Текст для чтения:
#####

1) Псевдосоциологи, неопытные в синтетическом мышлении и боящиеся отклониться от неподвижных формул, возразят нам, что влияние физических факторов на революции маловероятно ввиду преобладания факторов общественных, замеченного уже в древности. Но признавать влияние одних факторов еще не значит отказывать во влиянии другим, даже ввиду резкого преобладания первых. Явления животной, а уж в особенности общественной жизни так сложны и обусловливаются таким множеством разнообразных причин, что поневоле следует рассматривать влияние каждой из них в отдельности.

Когда мы говорим, например, что тепло влияет на развитие растений, то этим вовсе не думаем отрицать влияние почвы, удобрения, количества влаги и прочее. Одна причина не исключает влияние другой, а все действуют в совокупности, для того чтобы произвести общий эффект.

Во всех биологических, а уж тем более исторических явлениях мы встречаемся с таким множеством разнообразных и часто противоположных друг другу влияний, что не можем надеяться достигнуть той точности, которая требуется естественными науками. В самом деле, следуя аналитическому методу Тарда, мы нарушаем связь фактов друг с другом, а противопоставляя их один другому, легко можем доказать, что существование одного исключает существование другого, причем логика торжествовала бы в ущерб действительности, в которой противоречивые факты весьма часто существуют одновременно.

Во всяком случае, однако же, чем глубже погружаемся в исследование вопроса, тем яснее становятся его очертания – главные линии обрисовываются рельефнее. Мы видим, например, что в вопросе о причинах революций раса, климат, гениальность, развитие промышленности, оставаясь главными факторами, нисколько не мешают действовать и другим факторам, менее значительным.

2) Интеллектуальная культура. После того, например, что мы сказали о равнинном положении Польши, о холодном ее климате, о славянской расе, которой она заселена, в ней никогда бы не должно быть революций; но слишком ранняя ее культура и формы правления, главным образом от этой культуры зависевшие, преувеличенно выдвигая на первый план индивидуальность и обусловливая беспощадную классовую и родовую борьбу, да еще при содействии чужестранного гнета, сделали из Польши самую революционную страну в Европе.

#####

Приведённые записи:
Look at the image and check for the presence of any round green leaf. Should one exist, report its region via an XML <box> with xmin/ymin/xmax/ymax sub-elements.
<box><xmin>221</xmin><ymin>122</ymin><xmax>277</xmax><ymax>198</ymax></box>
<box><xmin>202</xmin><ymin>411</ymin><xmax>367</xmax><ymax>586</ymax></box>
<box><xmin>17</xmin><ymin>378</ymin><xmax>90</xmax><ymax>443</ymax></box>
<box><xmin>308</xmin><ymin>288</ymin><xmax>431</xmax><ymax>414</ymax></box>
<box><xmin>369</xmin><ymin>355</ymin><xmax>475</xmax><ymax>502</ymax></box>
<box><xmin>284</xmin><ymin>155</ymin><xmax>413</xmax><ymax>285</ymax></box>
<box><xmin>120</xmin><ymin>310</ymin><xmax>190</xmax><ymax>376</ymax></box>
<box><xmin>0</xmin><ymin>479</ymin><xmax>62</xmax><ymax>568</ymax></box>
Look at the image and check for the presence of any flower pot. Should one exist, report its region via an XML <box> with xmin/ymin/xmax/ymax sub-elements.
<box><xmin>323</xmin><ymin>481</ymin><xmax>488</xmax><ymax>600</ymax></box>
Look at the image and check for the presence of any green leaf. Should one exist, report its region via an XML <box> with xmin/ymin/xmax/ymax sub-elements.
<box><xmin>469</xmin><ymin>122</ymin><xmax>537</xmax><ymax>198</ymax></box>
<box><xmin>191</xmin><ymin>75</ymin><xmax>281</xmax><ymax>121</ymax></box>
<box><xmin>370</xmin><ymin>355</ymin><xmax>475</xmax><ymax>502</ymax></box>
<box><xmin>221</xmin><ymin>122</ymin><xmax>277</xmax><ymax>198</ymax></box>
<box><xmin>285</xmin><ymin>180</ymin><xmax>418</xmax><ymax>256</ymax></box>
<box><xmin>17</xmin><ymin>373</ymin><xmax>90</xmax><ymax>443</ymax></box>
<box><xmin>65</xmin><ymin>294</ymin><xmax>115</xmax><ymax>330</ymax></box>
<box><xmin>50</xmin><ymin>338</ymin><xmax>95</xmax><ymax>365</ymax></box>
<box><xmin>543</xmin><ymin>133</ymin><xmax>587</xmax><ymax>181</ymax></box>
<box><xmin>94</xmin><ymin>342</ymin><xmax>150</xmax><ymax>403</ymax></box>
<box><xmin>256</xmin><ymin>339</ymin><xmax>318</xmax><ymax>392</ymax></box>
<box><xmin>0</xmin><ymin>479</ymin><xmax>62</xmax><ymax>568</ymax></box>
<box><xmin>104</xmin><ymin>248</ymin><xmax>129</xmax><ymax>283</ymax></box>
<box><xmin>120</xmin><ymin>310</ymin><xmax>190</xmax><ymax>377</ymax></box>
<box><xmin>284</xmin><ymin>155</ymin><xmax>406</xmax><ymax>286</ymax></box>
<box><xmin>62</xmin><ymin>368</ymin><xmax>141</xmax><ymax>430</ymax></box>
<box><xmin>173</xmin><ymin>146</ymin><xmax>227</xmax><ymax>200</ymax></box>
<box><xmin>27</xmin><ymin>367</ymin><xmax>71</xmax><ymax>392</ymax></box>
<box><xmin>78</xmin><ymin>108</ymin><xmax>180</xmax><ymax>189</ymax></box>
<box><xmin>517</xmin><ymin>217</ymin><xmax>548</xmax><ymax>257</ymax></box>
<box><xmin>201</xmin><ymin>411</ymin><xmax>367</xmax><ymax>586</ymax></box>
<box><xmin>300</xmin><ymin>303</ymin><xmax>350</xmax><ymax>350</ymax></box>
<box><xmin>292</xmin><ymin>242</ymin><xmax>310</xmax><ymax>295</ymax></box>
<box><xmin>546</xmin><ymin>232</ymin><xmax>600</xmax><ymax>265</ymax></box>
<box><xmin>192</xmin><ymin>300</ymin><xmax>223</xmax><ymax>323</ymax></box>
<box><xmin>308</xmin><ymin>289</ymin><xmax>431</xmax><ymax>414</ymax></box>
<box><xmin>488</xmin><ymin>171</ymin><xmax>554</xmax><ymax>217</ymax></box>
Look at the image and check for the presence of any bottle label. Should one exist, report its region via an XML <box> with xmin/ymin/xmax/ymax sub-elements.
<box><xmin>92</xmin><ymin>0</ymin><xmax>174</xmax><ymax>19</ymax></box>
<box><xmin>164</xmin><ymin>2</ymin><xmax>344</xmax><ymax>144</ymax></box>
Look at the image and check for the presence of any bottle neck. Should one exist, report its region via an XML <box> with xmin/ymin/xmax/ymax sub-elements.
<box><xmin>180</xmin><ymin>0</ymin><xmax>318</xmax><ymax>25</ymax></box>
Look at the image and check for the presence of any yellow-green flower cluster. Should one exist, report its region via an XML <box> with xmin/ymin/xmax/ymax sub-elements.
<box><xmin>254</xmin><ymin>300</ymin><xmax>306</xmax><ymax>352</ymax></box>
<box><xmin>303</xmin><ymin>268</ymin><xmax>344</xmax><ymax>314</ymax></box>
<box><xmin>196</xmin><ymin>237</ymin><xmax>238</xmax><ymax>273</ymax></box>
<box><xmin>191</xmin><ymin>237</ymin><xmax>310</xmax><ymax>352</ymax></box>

#####

Что нужно сделать:
1. Перечислите все факторы, которые текст о причинах революций называет главными.
2. Продолжите текст о причинах революций с того места, где он обрывается.
Записи здесь ни при чём.

Ответы к заданиям:
1. Раса, климат, гениальность, развитие промышленности.

2.
В последние годы Россия начинает выходить из той азиатской неподвижности, в которой коснела столько веков. Причиной этого является, конечно, уж не раса, не климат, не правительство, а сразу выросшая интеллектуальная культура да экономические потрясения, вызванные уничтожением крепостного права.

Между тем Испания, которая благодаря скрещиванию различных рас, климату и прочему должна бы быть страной эволютивной и революционной, по крайней мере не меньше Франции и Италии, потеряла всякое стремление к эволюции, потому что инквизиция, воздвигнув гонение на разум, оставила в стране только нищих духом.

3) Старчество. Иногда эволюция прекращается ввиду развития преждевременного старчества у народов, которые интенсивно жили и много испытали.

Падение Италии, недостаток в ней эволюционных стремлений зависят именно от того, что она пережила несколько цветущих цивилизаций. Доказательством может служить тот факт, что застоем страдают главным образом местности когда-то наиболее передовые – Венеция, Рим, Флоренция, тогда как Пьемонт, Сицилия, Генуя, никогда особенно не процветавшие, дают теперь более надежды на прогрессивную эволюцию в будущем.

Такая же судьба постигла и Грецию, которая теперь расплачивается за то, что когда-то поднялась на высочайшую вершину человеческого развития.

Фламандская раса – потомок наиболее прославившихся в Средние века коммун – является теперь наиболее слабой и реакционной в Бельгии.

В Тоскане застою содействовали другие причины, а главным образом клерикализм, восходящий ко временам очень отдаленным, и беспрестанные гонения на лучших людей страны. Так, в 1358 году гвельфы лишили всех прав 98 самых выдающихся граждан с их потомством за принадлежность к партии гибеллинов; то же было сделано в 1359 году с 14 гражданами, в 1360-м – с 5, в 1365-м – с 6. В 1382 году, наоборот, торжествующая олигархия казнила 160 гвельфов, сотнями лишала их прав и тысячами изгоняла.

Болгары, напротив того, – самая последняя раса в Европе, варварство и жестокость которой вошли в пословицу{49} (ср. этимологию слова bougre в словаре Дюканжа), – превращаются теперь в очень рассудительный народ, во-первых, потому, что в Болгарии скрещивание славян с татарами, немцами и греками дало расу более прогрессивную, чем соседние сербы, а во-вторых, потому, что эта раса новая, не истощенная историей и, подобно американским республикам, ставит во главе правительства молодых людей: Стамбулову было только 30 лет.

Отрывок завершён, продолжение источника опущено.